::: Passage given
Attorney, Agent or Firm: Collard & Roe, P.C.
Claims
What is claimed is:
1. A swaging machine for swaging a rod-shaped or tubular workpiece, which
comprises
(a) a forging box rotatably drivable about an axis of movement of the
workpiece through the forging box,
(b) a supporting ring coaxially surrounding the forging box, the forging
box and the supporting ring being rotatable relative to each other,
(c) hammering units guided in radial recesses of the forging box for
movement towards the axis of movement of the workpiece, each hammering
unit including
(1) outer hammering rams having a head portion and
(2) inner hammering tools,
(d) plungers non-rotatably seated in the supporting ring,
(e) pressure members acting on the hammering rams, the head portions of the
hammering rams protruding into a path of rotation of the pressure members
and the pressure members imparting a radially inwardly directed pressure
pulse upon the hammering rams when the pressure members pass by the head
portions of the hammering rams, the pressure members including
(1) a pressure plate pivotally mounted on an end face of the plungers for
swivelling in a stop-limited manner about a rocking axis extending
parallel to the axis of movement of the workpiece,
(f) counter-pressure plates forming the head portions of the hammering rams
and being pivotal for swivelling in a stop-limited manner about another
rocking axis extending parallel to the axis of movement of the workpiece,
(1) the pressure plates and counter-pressure plates forming cooperating
slide faces, and
(g) restoring springs for biasing the pressure and counter-pressure plates
into a starting position which is forwardly inclined in the direction of
the rotation of the forging box and supporting ring relative to each
other.
2. The swaging machine of claim 1, wherein the pressure plates and the
plungers as well as the counter-pressure plates and the hammering rams
each engage in each other with cylindrical bearing shells and bearing
bodies.
3. The swaging machine of claim 1, wherein the plungers are radially
movably inserted in the supporting ring.
4. The swaging machine of claim 1, wherein the hammering rams pass through
the recesses of the forging box and comprise tool holders at inner ends
thereof for holding the hammering tools.
5. The swaging machine of claim 1, further comprising peripheral seals
sealing the hammering rams against the recesses.
6. The swaging machine of claim 1, wherein the hammering rams have a
section of rectangular cross-section adjacent the head portion and another
section of round cross-section adjacent the inner tools.
Description
1. FIELD OF THE INVENTION
This invention relates to a swaging machine for swaging rod-shaped or
tubular workpieces, comprising hammering units including outer hammering
rams and inner hammering tools, which are vertically movably guided in
radial recesses of a forging box mounted so as to be rotated and driven
about the axis of movement of the workpiece, and comprising pressure
members supported at a coaxial supporting ring surrounding the forging
box, where the forging box and/or the supporting ring can be driven so as
to rotate relative to each other, and the pressure members act on the
hammering rams of the hammering units, whose head portions protrude into
the path of rotation of the pressure members, during the respective
passage in the sense of an inwardly directed pressure pulse.
::::::
::: Data excerpts
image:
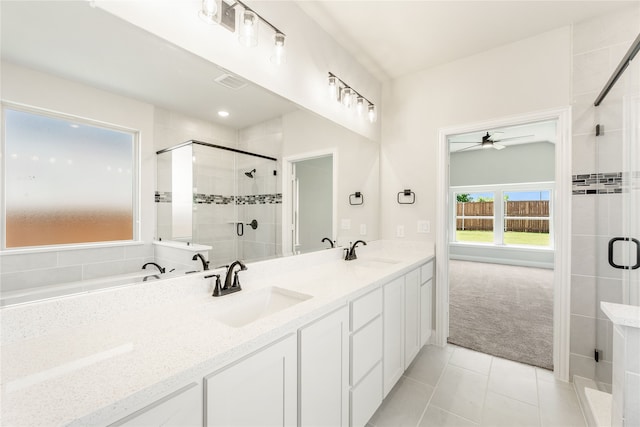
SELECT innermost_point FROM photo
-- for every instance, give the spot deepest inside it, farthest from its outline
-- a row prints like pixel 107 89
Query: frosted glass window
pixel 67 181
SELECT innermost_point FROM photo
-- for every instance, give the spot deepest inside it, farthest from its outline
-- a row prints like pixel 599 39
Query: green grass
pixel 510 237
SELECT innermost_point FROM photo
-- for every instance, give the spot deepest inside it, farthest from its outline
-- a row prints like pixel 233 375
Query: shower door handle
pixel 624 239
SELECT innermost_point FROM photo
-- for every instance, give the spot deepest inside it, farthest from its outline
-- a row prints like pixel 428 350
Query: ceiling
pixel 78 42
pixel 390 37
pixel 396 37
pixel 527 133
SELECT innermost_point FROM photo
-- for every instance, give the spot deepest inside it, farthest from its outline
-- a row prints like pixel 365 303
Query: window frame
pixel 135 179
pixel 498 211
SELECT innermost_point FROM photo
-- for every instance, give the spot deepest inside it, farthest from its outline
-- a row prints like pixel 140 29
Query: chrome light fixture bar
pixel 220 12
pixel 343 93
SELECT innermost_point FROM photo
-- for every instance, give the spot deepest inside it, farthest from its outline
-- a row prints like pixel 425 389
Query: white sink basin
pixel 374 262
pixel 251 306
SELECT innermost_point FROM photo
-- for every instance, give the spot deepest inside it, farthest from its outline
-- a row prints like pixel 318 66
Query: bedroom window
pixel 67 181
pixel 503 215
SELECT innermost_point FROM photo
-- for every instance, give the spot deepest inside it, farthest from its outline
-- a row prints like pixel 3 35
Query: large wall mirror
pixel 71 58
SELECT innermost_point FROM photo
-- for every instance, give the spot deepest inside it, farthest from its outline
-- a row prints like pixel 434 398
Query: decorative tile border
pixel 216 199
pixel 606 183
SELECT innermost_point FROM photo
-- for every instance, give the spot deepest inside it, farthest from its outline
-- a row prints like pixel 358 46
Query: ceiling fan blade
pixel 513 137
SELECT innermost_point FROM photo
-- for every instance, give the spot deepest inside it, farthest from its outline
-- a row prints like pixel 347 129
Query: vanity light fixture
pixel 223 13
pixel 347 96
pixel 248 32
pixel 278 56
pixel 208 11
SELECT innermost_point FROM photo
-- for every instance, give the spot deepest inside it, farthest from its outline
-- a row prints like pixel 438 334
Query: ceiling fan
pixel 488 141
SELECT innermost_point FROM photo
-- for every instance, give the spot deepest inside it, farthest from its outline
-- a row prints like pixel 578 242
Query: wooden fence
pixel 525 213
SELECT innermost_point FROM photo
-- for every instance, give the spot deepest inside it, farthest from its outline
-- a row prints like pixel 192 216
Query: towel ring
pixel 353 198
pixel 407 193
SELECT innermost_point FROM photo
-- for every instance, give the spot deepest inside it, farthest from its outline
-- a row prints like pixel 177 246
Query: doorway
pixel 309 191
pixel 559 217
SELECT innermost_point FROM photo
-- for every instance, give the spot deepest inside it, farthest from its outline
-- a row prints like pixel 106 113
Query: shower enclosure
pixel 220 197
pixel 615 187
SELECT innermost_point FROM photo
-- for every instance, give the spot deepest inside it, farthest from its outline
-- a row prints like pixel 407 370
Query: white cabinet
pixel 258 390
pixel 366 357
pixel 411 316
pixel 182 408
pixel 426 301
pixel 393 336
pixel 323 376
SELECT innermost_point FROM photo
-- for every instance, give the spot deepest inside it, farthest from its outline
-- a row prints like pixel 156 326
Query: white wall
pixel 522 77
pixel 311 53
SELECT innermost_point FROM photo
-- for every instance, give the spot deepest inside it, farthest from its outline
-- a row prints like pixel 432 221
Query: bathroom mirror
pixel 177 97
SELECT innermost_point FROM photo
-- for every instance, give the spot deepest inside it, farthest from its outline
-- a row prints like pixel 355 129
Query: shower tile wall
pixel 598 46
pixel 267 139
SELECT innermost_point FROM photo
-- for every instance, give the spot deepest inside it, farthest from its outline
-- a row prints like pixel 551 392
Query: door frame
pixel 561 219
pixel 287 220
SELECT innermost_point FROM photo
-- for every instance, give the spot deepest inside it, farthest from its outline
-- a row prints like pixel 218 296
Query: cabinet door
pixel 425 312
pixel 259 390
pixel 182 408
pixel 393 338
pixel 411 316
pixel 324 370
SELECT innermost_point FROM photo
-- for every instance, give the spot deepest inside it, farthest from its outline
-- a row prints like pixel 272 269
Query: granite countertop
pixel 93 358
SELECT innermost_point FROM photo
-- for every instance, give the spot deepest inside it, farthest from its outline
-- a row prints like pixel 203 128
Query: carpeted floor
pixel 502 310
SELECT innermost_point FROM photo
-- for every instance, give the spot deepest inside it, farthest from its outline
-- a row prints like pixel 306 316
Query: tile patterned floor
::::::
What you should do: Can you pick up the swaging machine patent text above and continue it from its last sentence?

Reply:
2. Description of the Prior Art
With a comparatively simple machine concept, these swaging machines provide
for swaging with hammering tools radially striking against the workpiece
at the same time and rotating relative to the workpiece, whereby an
angular displacement of the deformation planes is obtained and zones of
increased stress on the material in the overlap region of the hammering
tools are avoided. In the known swaging machines pressure rollers serve as
pressure members, which rotate in the annular space between forging box
and supporting ring and roll over the cam-like head portion of the
hammering rams, whereby the hammering units acted upon radially outwardly
due to the centrifugal force and/or the spring force are pressed inwards
in a pulsed manner, which pressure pulses are transferred to the forging
tools and thus to the workpiece as a forming force. Since there is only a
line contact, while the pressure rollers act on the ram head portions, and
the line of force must extend over these line regions during forging, very
high surface pressures occur between ram head portion and pressure
rollers, which despite special surface hardenings and the like lead to
material overloads with strong wear phenomena and low down-times. There
are also difficulties in the adjustment of the vertical position of the
hammering units, which adjustment of the vertical position requires a
complex insertion of wedge plates or the like between the hammering rams
and hammering tools forming separate parts of the hammering units.
SUMMARY OF THE INVENTION
It is therefore the object underlying the invention to create a swaging
machine as described above, which is characterized by its rugged and hard
wearing lifting drive and in addition offers the prerequisite for an
economic adjustment of the vertical position.
This object is solved by the invention in that the pressure members are
comprised of a pressure plate which like a rocker is pivotally mounted at
the end face of a plunger non-rotatably seated in the supporting ring so
as to be swivelled in a stop-limited way about a rocking axis parallel to
the axis of movement, and the hammering rams include as head portion a
counter-pressure plate associated to the pressure plates, which like a
rocker can be swivelled in a stop-limited way about a rocking axis
parallel to the axis of movement, where pressure plates and
counter-pressure plates form cooperating slide faces and via restoring
springs can be pressurized in the direction of a starting position
forwardly inclined with respect to the respective relative rotation of
forging box and supporting ring. In the case of a relative rotation of
forging box and supporting ring, pressure plates and counter-pressure
plates act on each other with their slide faces during the respective
passage and while simultaneously performing a rocking movement slide on
each other, whereby the radial distance of the rocking axes of pressure
plate and counter-pressure plate is changed and a lifting movement is
forced onto the hammering units against the outwardly directed centrifugal
or spring force load thereof. The slide faces of pressure plate and
counter-pressure plate resting against each other provide a large-surface
contact region, which even with high forming forces does not involve a
surface pressure impairing the load-bearing capacity of the material.
Since the rocking supports of the pressure plates and counter-pressure
plates can also easily be adapted to the occurring loads, there is
obtained a rugged, wear-resistant and also highly efficient drive concept.
Due to their starting positions each forwardly inclined in relative
direction of rotation, the pressure plates and counter-pressure plates
each come to properly lie on each other with their slide faces when they
are moved towards each other, so that a troublefree movement is ensured.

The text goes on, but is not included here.